課題要件 →
1: WLAN構想の記事にある次の一文を英語に訳してください。「IBM、マイクロソフトなど有力IT企業はブロードバンド普及を政策として採り上げることをブッシュ政権に提言しているが、米政府の反応は鈍い。」
2: WLAN構想の記事を、最後の文の後から書き継ぐこと。

提示文 →
>>>>

WORLD TREND WATCH

<WORLD TREND WATCH>第113回 北米全域のWLAN

2002/07/15 16:04

週刊BCN 2002年07月15日vol.949掲載

 02年も米IT市場の回復気運は鈍い。さらに米ICT(情報通信)業界では、ネット携帯電話、光ファイバー網などの普及で米国が日本に大きく遅れることの懸念が強まっている。米国では02年秋からNTTドコモ技術によるAT&Tワイヤレスの本格的ネット携帯電話サービスが始まる段階で、米国にはわが国のように全家庭へ光網を普及させるFTTH(ファイバー・ツー・ザ・ホーム)計画もない。

IBMのホットスポット構想

 IBM、マイクロソフトなど有力IT企業はブロードバンド普及を政策として採り上げることをブッシュ政権に提言しているが、米政府の反応は鈍い。そこでIBMは、ネット携帯電話に代わるインフラとして、IEEE802.11xベースのWLAN(ワイヤレスLAN)アクセスポイントを北米全域に普及させる計画を検討し始めた。IBMは調査会社のパイオニアコンサルティングと共同で、「3Gモバイルデータネットワークの代替インフラ」を副題とする「北米全域のワイヤレスインターネットアクセス拠点構想」を発表した。当構想によると、02年春時点で北米WLANホットスポットは5000か所で、08年には15万1000か所まで増える。

<<<<

元資料 →
>>>>

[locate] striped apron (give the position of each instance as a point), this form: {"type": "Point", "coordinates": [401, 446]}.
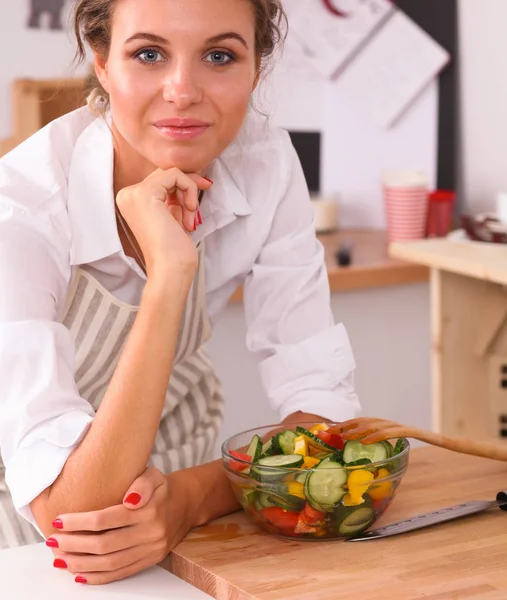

<<<<

演習の解答 →
1: Leading IT companies such as IBM and Microsoft have been urging the Bush administration to take up the spread of broadband as a policy, but the U.S. government's response has been sluggish.

2:
 IBMグローバルサービス部門のワイヤレスサービス副社長ダン・ペイプ氏は、「WLANホットスポット普及はIBMサービスに巨大新市場をもたらす。IBMはホットスポットを北米全域に普及させることを促進したい」と語る。同副社長は続けて同社の期待を次のように述べる。「米ITメーカーはホットスポットを北米全域で増やし、これをITサービスの強力な基盤に育成するため北米全域でネットワーク統合し、信頼性高いネットワークプラットフォームに発展させなければならない。このようにWLAN拠点を全域で統合管理できることで、この上でのVoIPとデータネットの市場は無限に広がる。米通信サービスがこの環境整備を怠ることは、米国の経済競争力強化の観点からも許されないことである」。IBMは01年5月、世界に先駆けて「ワイヤレス/モバイル総合ソリューション」を発表し、極めて短時間にホットスポットを設置できる「インスタントWLANパッケージ」も発売した。

 これによって発売1年後には北米4000社のIBMユーザーが企業内ホットスポットを開設した。しかし、北米全域にわたってホットスポットを効率的に管理するような通信業界のサービスは出現せず、IBMはこれを懸念していた。現在米国にはWLANホットスポットをまとめてローミングサービスを行う企業も存在するが、いずれも規模が小さく、北米全域サービスは難しい。IBMのペイプ副社長は、次のように語った。「多くの企業ユーザーは自社内ホットスポット利用に満足している。しかし多くのユーザーも北米全域でのWLAN統合管理が企業eビジネス発展につながると考えている」(中野英嗣●文)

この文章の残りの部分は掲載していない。